ABOUT THIS TASK:
Each entry below has to be written out again exactly.

TASK INPUT:
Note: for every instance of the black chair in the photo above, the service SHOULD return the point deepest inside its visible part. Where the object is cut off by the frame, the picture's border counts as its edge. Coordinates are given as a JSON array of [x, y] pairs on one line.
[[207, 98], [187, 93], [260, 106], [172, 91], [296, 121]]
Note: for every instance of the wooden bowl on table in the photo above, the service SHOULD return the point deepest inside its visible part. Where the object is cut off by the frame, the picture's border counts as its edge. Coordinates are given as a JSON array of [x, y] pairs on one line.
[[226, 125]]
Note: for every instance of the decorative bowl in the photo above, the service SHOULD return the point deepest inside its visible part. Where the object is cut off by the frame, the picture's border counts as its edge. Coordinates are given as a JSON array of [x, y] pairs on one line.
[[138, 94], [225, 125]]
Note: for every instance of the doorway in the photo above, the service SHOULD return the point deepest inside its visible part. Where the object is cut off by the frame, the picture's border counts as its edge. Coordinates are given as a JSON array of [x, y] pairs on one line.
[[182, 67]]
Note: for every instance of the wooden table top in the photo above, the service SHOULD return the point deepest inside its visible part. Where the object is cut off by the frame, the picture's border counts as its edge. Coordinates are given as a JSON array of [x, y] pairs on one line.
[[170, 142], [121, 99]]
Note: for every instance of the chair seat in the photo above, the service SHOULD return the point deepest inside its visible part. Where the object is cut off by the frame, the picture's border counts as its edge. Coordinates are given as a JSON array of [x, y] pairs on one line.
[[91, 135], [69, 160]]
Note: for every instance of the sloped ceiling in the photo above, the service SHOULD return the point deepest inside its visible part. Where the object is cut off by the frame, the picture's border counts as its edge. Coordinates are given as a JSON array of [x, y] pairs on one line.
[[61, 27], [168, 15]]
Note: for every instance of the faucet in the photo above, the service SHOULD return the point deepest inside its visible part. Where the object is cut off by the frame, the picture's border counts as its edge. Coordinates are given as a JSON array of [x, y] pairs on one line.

RESULT BELOW:
Note: for every instance of the black chair in the photo above, the service SHOULD return the point deepest inside its visible part. Where the object is cut off by the frame, the picture's border counts as its edge. Coordinates are given as a JSON array of [x, y] pairs on one line.
[[207, 98], [187, 93], [260, 106], [172, 91], [296, 121]]
Note: for every instance of the wooden bowl on table in the photo above, the service SHOULD return the point deepest inside its visible part. Where the object is cut off by the frame, the picture's border counts as its edge. Coordinates are given as a JSON array of [x, y] pairs on one line.
[[226, 125]]
Note: for every instance of the decorative bowl in the photo above, the service SHOULD return the point deepest inside its visible part. Where the object is cut off by the frame, the picture's border counts as its edge. Coordinates are given as a JSON array of [x, y] pairs on one line.
[[138, 94], [225, 125]]
Note: for every instance of the doorway in the photo above, the service SHOULD return the point deepest inside its visible part. Where the object is cut off by the frame, the picture's border counts as its edge. Coordinates are given as a JSON array of [x, y] pairs on one line.
[[182, 67]]
Note: for every instance of the wooden table top in the photo above, the service SHOULD return the point deepest inside its visible part. Where the object is cut off by the frame, the picture's border counts as its edge. Coordinates are given as a JSON array of [x, y] pairs on one line.
[[170, 142], [121, 99]]
Note: for every instance of the chair seat in the photo above, the service SHOULD return the point deepest inside its visible part. Where the object is cut off by the frame, the picture's border counts as its edge. Coordinates are given as a JSON array of [x, y] pairs on one line.
[[91, 135], [69, 160]]
Note: for every instance of the sloped ceiling in the photo above, the service SHOULD return the point deepest inside its visible part. Where the object is cut off by the frame, the picture's border counts as its edge. Coordinates are given as a JSON array of [x, y] pairs on one line.
[[61, 27], [168, 15]]
Note: for every instance of the faucet in the photo above, the service SHOULD return the point deepest inside its visible part. Where the object is cut off by the frame, the picture's border counts as its edge. Coordinates are given as a JSON array of [x, y] pairs on one line.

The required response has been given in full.